DATA PROVIDED Start Marker

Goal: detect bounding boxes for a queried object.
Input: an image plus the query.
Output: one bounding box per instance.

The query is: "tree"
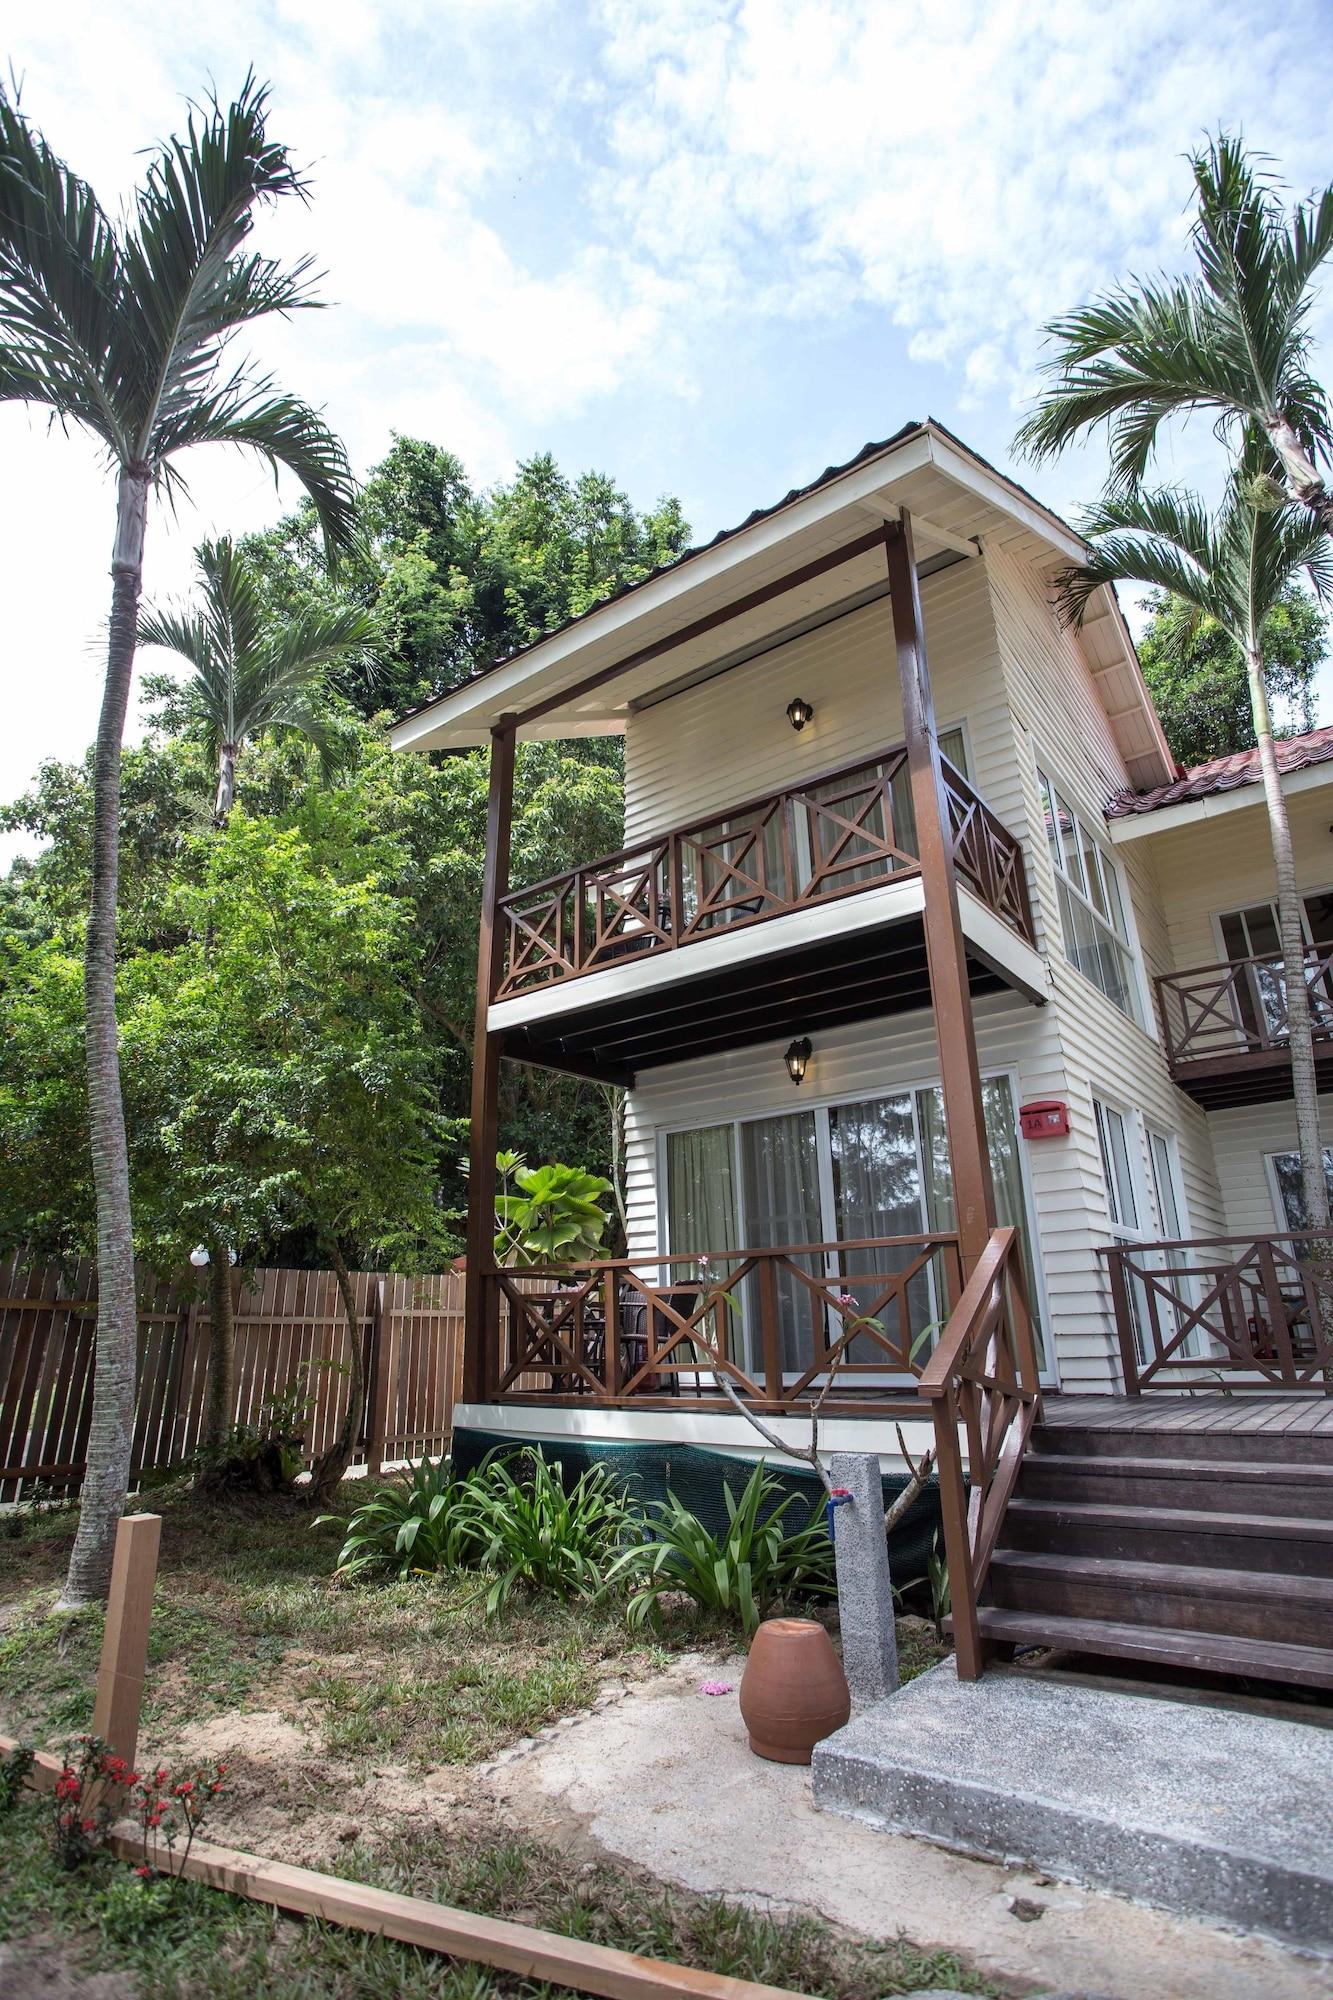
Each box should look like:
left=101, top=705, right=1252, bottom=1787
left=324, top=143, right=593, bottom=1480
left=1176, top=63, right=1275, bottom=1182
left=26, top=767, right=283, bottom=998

DATA PROVIDED End Marker

» TASK INSTRUCTIONS:
Take the line that contains "left=1176, top=63, right=1275, bottom=1182" and each line after it down to the last of the records, and retype them exactly; add nothing else.

» ANSWER SPACE:
left=1176, top=63, right=1275, bottom=1182
left=26, top=767, right=283, bottom=998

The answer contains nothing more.